• What you should do:
Please copy every one of the lines below word for word, keeping their order.

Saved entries
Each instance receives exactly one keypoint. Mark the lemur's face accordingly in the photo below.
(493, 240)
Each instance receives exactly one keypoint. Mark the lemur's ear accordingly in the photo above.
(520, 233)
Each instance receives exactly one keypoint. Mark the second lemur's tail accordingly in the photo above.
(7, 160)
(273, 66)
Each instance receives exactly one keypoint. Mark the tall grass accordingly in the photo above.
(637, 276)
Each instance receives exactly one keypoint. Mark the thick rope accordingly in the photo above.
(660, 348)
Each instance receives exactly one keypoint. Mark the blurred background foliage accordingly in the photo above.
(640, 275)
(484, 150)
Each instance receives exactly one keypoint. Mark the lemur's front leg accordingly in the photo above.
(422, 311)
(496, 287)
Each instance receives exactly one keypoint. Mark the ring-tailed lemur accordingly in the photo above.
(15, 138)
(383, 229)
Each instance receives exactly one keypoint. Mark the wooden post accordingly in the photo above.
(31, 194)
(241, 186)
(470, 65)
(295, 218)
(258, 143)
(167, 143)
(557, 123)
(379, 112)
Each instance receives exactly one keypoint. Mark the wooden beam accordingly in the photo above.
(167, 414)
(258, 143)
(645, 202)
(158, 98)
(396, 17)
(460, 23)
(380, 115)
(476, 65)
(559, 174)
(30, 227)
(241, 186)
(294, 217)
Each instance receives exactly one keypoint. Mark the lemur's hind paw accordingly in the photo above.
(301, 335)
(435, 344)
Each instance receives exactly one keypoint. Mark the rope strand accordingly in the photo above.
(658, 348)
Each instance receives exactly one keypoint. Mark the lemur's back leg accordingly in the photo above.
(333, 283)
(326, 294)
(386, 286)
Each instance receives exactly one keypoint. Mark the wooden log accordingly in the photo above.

• Output for this exercise:
Each instance receives exactly one keypoint. Mark the lemur's face accordingly in the photo below.
(493, 240)
Each instance receives exactly one keypoint. Mark the lemur's ear accordingly in the photo above.
(520, 233)
Each instance receives exactly one keypoint. Mark the second lemur's tail accordingly in the photo above.
(7, 160)
(273, 66)
Each instance receives exactly one keypoint. Mark the tall grass accordingly in the photo above.
(637, 276)
Each instance receives exactly one keypoint. Mark the thick rope accordingly in the photo above.
(660, 348)
Each instance receives exactly one keypoint. Mark the blurred background foliage accordingly in the photo above.
(640, 275)
(484, 150)
Each instance receives exactly one keypoint. Mark the lemur's front leg accordingly in the photo above.
(422, 311)
(496, 287)
Each instance receives exactly one keypoint. Mark the ring-tailed lemur accordingly in the photo above.
(15, 138)
(383, 229)
Each instance receives exactly one keypoint. Mark the wooden post accordingly in the photo above.
(31, 194)
(241, 186)
(470, 65)
(295, 218)
(258, 143)
(167, 143)
(557, 123)
(379, 112)
Each instance receives exactly one keypoint. Mark the wooden beam accordingly in the photo above.
(167, 414)
(258, 143)
(645, 202)
(158, 98)
(396, 17)
(460, 23)
(380, 115)
(476, 65)
(559, 174)
(30, 227)
(241, 186)
(294, 217)
Each instance receives exactly one keypoint. Mark the lemur's hind paw accordingly in the photo above.
(301, 335)
(435, 344)
Each instance receives exactly one keypoint. Mark the rope strand accordingly in the photo above.
(658, 348)
Each instance receives exactly one keypoint. Mark the lemur's back leg accordingly in the photo above.
(333, 283)
(326, 294)
(386, 286)
Each instance receives exactly one keypoint. Mark the wooden log accordingly in the photo above.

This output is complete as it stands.